Below are records to repeat exactly. Omit the pictures from the copy.

━━━━━━━━━━━━━━━━

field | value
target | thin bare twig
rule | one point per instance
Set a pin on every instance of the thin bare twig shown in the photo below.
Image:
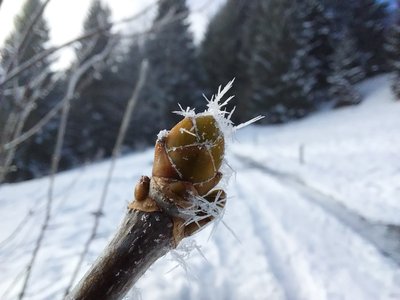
(56, 157)
(116, 151)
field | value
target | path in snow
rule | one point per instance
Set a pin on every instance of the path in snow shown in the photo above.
(314, 252)
(385, 237)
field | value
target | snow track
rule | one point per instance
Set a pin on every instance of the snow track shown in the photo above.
(385, 237)
(324, 229)
(314, 252)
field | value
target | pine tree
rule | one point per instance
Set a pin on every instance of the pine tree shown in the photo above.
(364, 21)
(174, 75)
(95, 113)
(392, 47)
(346, 72)
(30, 158)
(226, 49)
(315, 45)
(280, 88)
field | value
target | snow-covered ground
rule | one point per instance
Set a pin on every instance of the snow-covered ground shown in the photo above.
(327, 227)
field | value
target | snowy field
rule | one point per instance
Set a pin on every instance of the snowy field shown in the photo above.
(313, 213)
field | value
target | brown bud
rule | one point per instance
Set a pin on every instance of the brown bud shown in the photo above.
(192, 151)
(142, 188)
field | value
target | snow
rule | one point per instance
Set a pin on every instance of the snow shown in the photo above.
(311, 230)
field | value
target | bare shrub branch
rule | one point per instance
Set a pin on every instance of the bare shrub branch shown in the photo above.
(116, 151)
(74, 79)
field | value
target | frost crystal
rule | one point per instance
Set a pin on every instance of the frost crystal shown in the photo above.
(216, 107)
(162, 134)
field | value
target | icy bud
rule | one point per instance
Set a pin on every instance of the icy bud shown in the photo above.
(186, 167)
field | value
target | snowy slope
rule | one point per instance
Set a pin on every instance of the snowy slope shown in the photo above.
(327, 228)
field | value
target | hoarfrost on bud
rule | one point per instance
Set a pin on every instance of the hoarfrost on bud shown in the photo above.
(216, 107)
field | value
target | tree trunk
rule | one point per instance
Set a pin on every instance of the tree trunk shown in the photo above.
(142, 238)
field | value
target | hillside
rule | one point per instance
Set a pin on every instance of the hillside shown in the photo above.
(313, 213)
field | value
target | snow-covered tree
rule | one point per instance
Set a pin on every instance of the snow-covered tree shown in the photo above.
(174, 75)
(365, 21)
(25, 99)
(94, 118)
(225, 50)
(280, 64)
(315, 46)
(392, 47)
(346, 72)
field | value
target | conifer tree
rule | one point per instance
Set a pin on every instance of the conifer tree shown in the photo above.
(25, 98)
(94, 117)
(392, 47)
(174, 71)
(346, 72)
(279, 88)
(225, 50)
(315, 45)
(364, 21)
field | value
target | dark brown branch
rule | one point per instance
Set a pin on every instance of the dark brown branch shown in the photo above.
(141, 239)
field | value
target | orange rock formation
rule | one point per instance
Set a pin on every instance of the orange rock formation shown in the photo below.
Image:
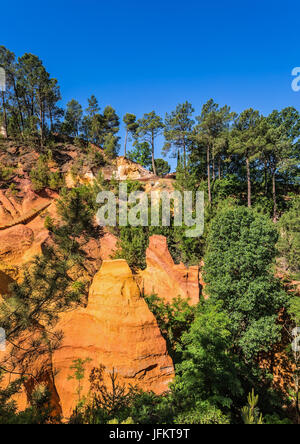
(116, 330)
(165, 279)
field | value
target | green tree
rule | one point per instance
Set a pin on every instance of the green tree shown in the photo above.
(289, 241)
(131, 128)
(210, 134)
(149, 127)
(209, 370)
(178, 130)
(141, 153)
(162, 167)
(73, 118)
(250, 413)
(244, 141)
(240, 253)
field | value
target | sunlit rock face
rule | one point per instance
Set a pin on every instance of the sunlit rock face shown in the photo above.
(116, 330)
(166, 279)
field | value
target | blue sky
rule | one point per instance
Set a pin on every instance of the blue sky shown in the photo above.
(140, 56)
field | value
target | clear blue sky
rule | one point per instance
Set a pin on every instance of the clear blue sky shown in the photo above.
(143, 55)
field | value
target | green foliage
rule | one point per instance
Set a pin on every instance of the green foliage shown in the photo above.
(6, 173)
(205, 414)
(162, 167)
(250, 413)
(141, 153)
(78, 374)
(289, 241)
(209, 370)
(132, 246)
(111, 146)
(73, 117)
(173, 319)
(240, 253)
(43, 177)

━━━━━━━━━━━━━━━━

Expected answer:
field | value
target | thin bare twig
rule | one point per instance
Set a pin on every instance of the thin bare twig shown in the photo below.
Image:
(56, 157)
(116, 151)
field | value
target | path in snow
rule | one point per instance
Set a pin on every instance of the path in snow shown in the photo above.
(314, 252)
(385, 237)
field | value
target | snow track
rule | one point per instance
Set a pin on every instance of the snow track shown in the photo above.
(385, 237)
(324, 229)
(314, 252)
field | value
target | pine tree
rule | one point per instance
Set a pin on every instance of the pine tree shown in the photo above.
(364, 21)
(174, 75)
(95, 113)
(392, 47)
(346, 72)
(30, 158)
(226, 49)
(315, 45)
(280, 88)
field | value
target | snow-covered ground
rule | one point per instance
Set a pin on every instance of the snow-covered ground shown in the photo above.
(327, 227)
field | value
target | snowy field
rule | one point per instance
Set a pin on every instance of the snowy field shown in the photo above.
(313, 213)
field | value
target | brown bud
rule | one point per instance
Set a pin on every instance of the brown bud shown in the photo above.
(192, 151)
(142, 188)
field | value
target | snow
rule | one point per instance
Set a pin on every instance of the snow shown in the photo above.
(311, 230)
field | value
target | bare shrub branch
rule | one point per instance
Set a pin on every instance of the bare shrub branch shown in the photo above.
(116, 151)
(74, 79)
field | value
target | frost crystal
rule | one point per instance
Set a pin on every instance of the frost crystal shown in the photo above.
(216, 107)
(162, 134)
field | value
target | icy bud
rule | one point per instance
Set a pin on every instance of the icy bud shown in the photo above.
(186, 167)
field | value
target | snowy slope
rule | one point per instance
Set a pin on every instance of the snowy slope shown in the photo above.
(327, 228)
field | value
target | hoarfrost on bud
rule | one point per instance
Set a pin on every instance of the hoarfrost on bud shown in the photo above.
(216, 107)
field | value
target | tree trunk
rule | one point per instance
Set a pin on every instance of the tree trunk shown in the photo above.
(142, 238)
field | value
target | hillside
rule | one point per instance
Set a pin on every instance of the hillside shown in the photo above.
(313, 213)
field | value
target | snow-covered tree
rule | one point per instance
Set a pin on every instance of the snow-covered tree shown in the photo above.
(174, 75)
(365, 21)
(25, 99)
(94, 118)
(225, 50)
(280, 64)
(315, 46)
(392, 47)
(346, 72)
field | value
target | conifer tree
rule | one point per instance
Set a pin on every instance of the conifer tree shown in the photo above.
(25, 98)
(94, 117)
(392, 47)
(174, 71)
(346, 72)
(279, 88)
(225, 50)
(315, 45)
(364, 21)
field | value
target | dark brown branch
rule | one point per instance
Set a pin on every instance of the dark brown branch shown in the photo above.
(141, 239)
field | value
target | orange rock formation
rule | one point per instance
Set a pin on every instance of the orange rock formation shown in the photo below.
Image:
(116, 330)
(165, 279)
field | value
target | green tree
rule | one point per instance
Set a pin on every instance of the green tree shown in the photo above.
(289, 241)
(131, 128)
(210, 134)
(149, 127)
(209, 370)
(178, 130)
(141, 153)
(162, 167)
(73, 118)
(250, 413)
(244, 141)
(240, 253)
field | value
target | sunlit rock face
rule | one point per instance
Set a pin on every instance of the sunlit rock face shown in the photo above.
(116, 330)
(166, 279)
field | value
target | blue sky
rule | one point per instance
Set a pin on every instance of the blue sky shown in the photo above.
(140, 56)
field | value
target | clear blue sky
rule | one point per instance
Set a pin on every instance of the clear blue sky shown in the photo above.
(143, 55)
field | value
target | green foliage
rule | one point per instance
Set a pin on every instance of the green foliage shown in the photo above.
(6, 173)
(205, 414)
(162, 167)
(250, 413)
(141, 153)
(78, 374)
(289, 241)
(209, 370)
(132, 246)
(111, 146)
(73, 117)
(173, 319)
(240, 253)
(43, 177)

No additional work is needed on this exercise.